▶ [Vorliegender Textauszug]
******************************
Kaum etwas war davon in den Nachrichten zu hören, denn gute Nachrichten sind nun einmal keine Nachrichten. Aber ich habe das alles genau verfolgt. Seit ich mein Buch The Rational Optimist im Jahre 2010 geschrieben habe, wurden mir fortwährend Fragen gestellt, die anfingen mit ,ja, aber was ist mit…‘: Was ist mit der großen Rezession, der Euro-Krise, Syrien, der Ukraine, Donald Trump? Wie kann ich bloß behaupten, dass es angesichts dieser Probleme immer besser wird? Die Antwort lautet: weil schlimme Dinge auch dann vor sich gehen, wenn es auf der Welt besser wird. Und genau das ist tatsächlich der Fall, und zwar im Verlauf dieses Jahrzehnts so sehr, dass ich aus dem Staunen gar nicht mehr herauskam.
Eine der am wenigsten eleganten, von mir ausgegebenen Prognosen war vor neun Jahren, dass ,sich der ökologische Fußabdruck menschlicher Aktivitäten möglicherweise verkleinern wird‘ und dass wir ,immer nachhaltiger werden bzgl. der Art und Weise, wie wir den Planeten nutzen‘. Damit wollte ich sagen: Unsere Bevölkerung und unsere Wirtschaft würden wachsen, aber wir würden lernen, das zu reduzieren, was wir dem Planeten entnehmen. Und genau das war ja auch der Fall! Ein MIT-Wissenschaftler, nämlich Andrew McAfee dokumentierte dies kürzlich in einem Buch mit dem Titel More from Less, in welchem er belegt, wie einige Nationen immer weniger verbrauchen: weniger Metall, weniger Wasser, weniger Landfläche. Und das nicht nur im Verhältnis zur Produktivität, sondern allgemein weniger.
******************************
▶ [Erfasste Daten]
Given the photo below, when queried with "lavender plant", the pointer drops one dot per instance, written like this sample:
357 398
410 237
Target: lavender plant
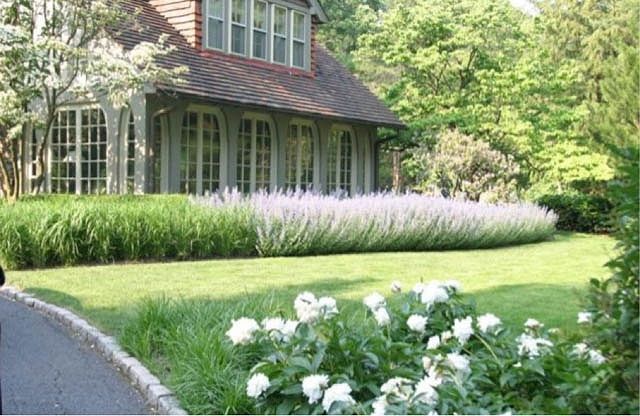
******************************
▶ [Aufgabenstellung]
Gib den oben stehenden Textauszug über den sinkenden Ressourcenverbrauch vollständig und unverändert wieder.

▶ [Musterlösung]
Kaum etwas war davon in den Nachrichten zu hören, denn gute Nachrichten sind nun einmal keine Nachrichten. Aber ich habe das alles genau verfolgt. Seit ich mein Buch The Rational Optimist im Jahre 2010 geschrieben habe, wurden mir fortwährend Fragen gestellt, die anfingen mit ,ja, aber was ist mit…‘: Was ist mit der großen Rezession, der Euro-Krise, Syrien, der Ukraine, Donald Trump? Wie kann ich bloß behaupten, dass es angesichts dieser Probleme immer besser wird? Die Antwort lautet: weil schlimme Dinge auch dann vor sich gehen, wenn es auf der Welt besser wird. Und genau das ist tatsächlich der Fall, und zwar im Verlauf dieses Jahrzehnts so sehr, dass ich aus dem Staunen gar nicht mehr herauskam.
Eine der am wenigsten eleganten, von mir ausgegebenen Prognosen war vor neun Jahren, dass ,sich der ökologische Fußabdruck menschlicher Aktivitäten möglicherweise verkleinern wird‘ und dass wir ,immer nachhaltiger werden bzgl. der Art und Weise, wie wir den Planeten nutzen‘. Damit wollte ich sagen: Unsere Bevölkerung und unsere Wirtschaft würden wachsen, aber wir würden lernen, das zu reduzieren, was wir dem Planeten entnehmen. Und genau das war ja auch der Fall! Ein MIT-Wissenschaftler, nämlich Andrew McAfee dokumentierte dies kürzlich in einem Buch mit dem Titel More from Less, in welchem er belegt, wie einige Nationen immer weniger verbrauchen: weniger Metall, weniger Wasser, weniger Landfläche. Und das nicht nur im Verhältnis zur Produktivität, sondern allgemein weniger.